##### Exercise inputs
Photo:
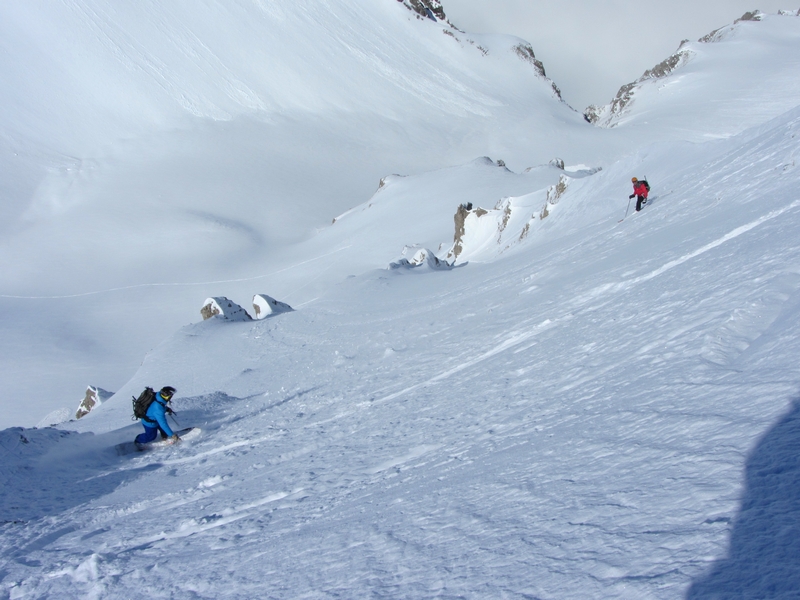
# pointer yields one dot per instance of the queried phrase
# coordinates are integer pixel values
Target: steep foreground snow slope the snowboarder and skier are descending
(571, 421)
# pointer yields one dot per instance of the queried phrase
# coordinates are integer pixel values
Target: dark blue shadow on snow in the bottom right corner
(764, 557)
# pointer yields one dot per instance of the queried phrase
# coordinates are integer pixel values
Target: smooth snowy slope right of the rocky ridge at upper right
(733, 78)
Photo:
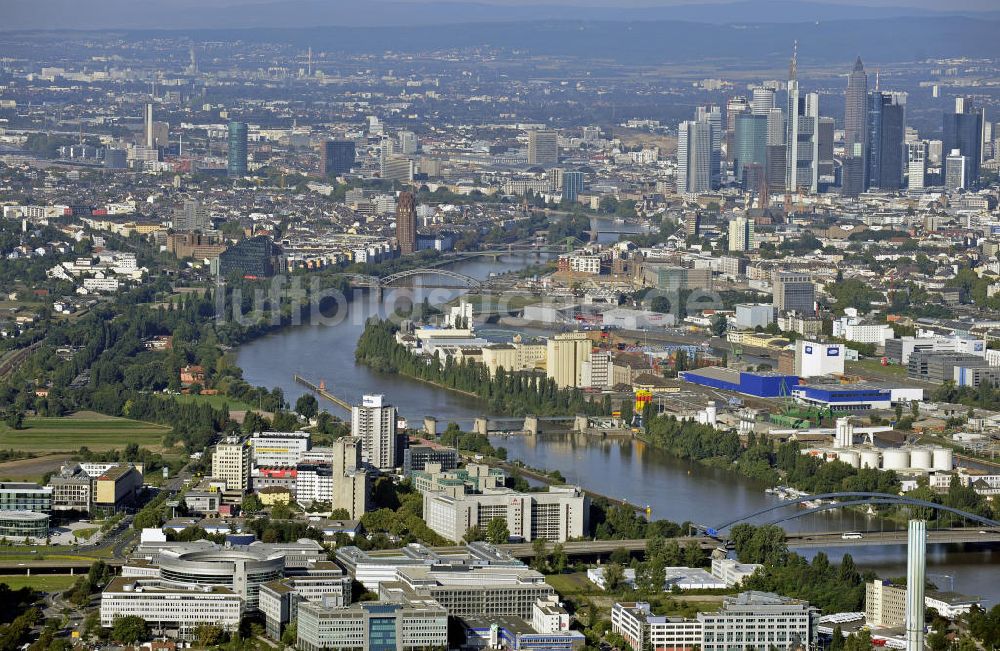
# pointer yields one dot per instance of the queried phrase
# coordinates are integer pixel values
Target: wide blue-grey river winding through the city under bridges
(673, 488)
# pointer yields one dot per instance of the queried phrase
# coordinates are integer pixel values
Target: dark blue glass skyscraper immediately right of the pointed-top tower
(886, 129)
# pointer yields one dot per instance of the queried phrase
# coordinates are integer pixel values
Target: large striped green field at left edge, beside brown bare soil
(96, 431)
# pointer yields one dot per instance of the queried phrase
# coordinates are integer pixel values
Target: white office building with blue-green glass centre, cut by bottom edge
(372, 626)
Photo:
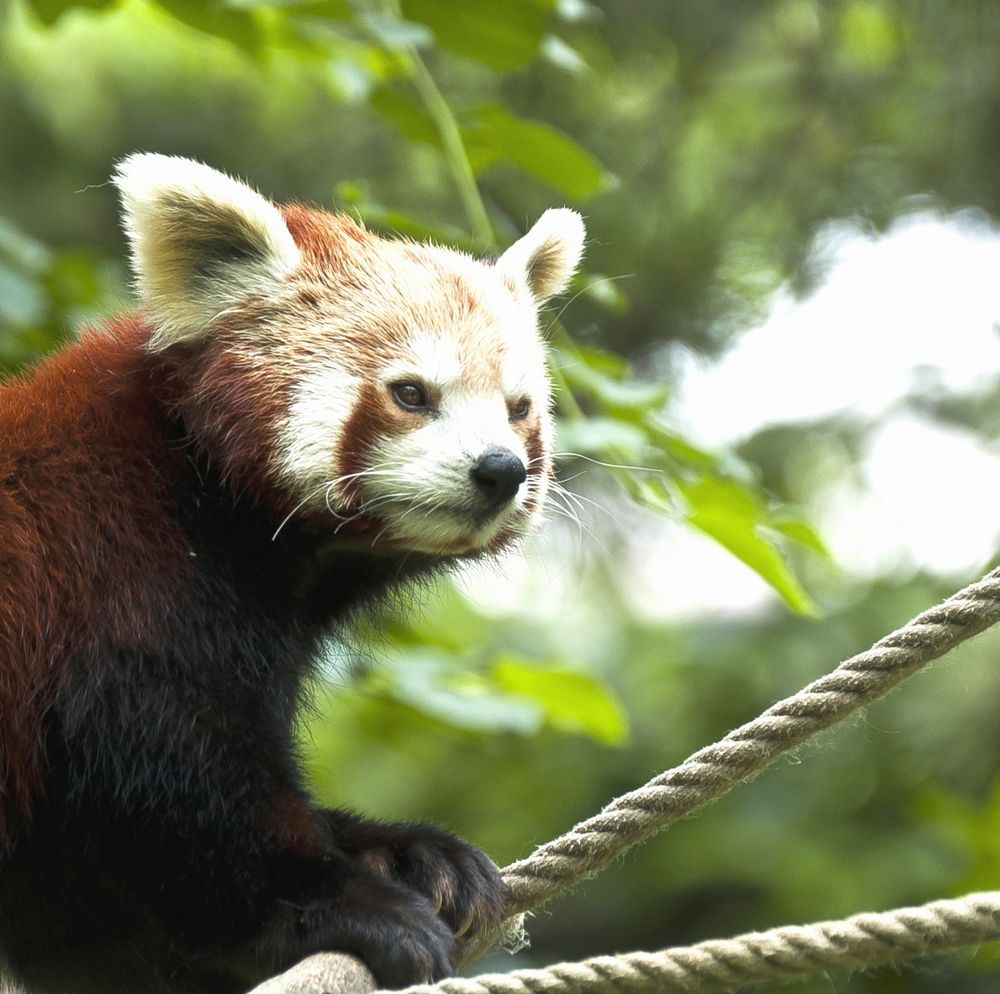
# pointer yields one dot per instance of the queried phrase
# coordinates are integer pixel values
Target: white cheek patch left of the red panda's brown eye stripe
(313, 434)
##########
What the task asks: Could the data above be repeated exactly, with every picture dropped?

Task result:
Photo:
# pointer yields one dot per instance of the queried phrase
# coordinates are integer pixel values
Target: steep foreground snow slope the snowboarder and skier are descending
(571, 421)
# pointer yields one dot per instance of the queried phrase
# coordinates are integer pixel values
Target: dark blue shadow on snow in the bottom right corner
(764, 557)
# pointer yields one dot per instance of the queried phrase
# coordinates are integer pixel values
Target: smooth snowy slope right of the rocky ridge at upper right
(733, 78)
Photo:
# pointer yields one dot per instance of the queried phrase
# coordinates are integer pixel values
Target: wide blue-grey river winding through the city under bridges
(673, 488)
# pointer yields one dot per instance of the queried phrase
# coordinates are integer pixel values
Target: dark blue glass skyscraper immediately right of the pointed-top tower
(886, 129)
# pointer yields one dot per instance of the queried phrase
# coordinates are integer pixel values
Target: large striped green field at left edge, beside brown bare soil
(96, 431)
# pointer yields one dot per instance of the queried phrase
# coordinates are integer pixel values
Target: white office building with blue-green glass centre, cut by bottom edge
(372, 626)
Photo:
# pointer yields one dot per instance of the queried phrase
# coordinates are integer pixel values
Target: white cheek patch left of the red panda's brown eye stripe
(313, 434)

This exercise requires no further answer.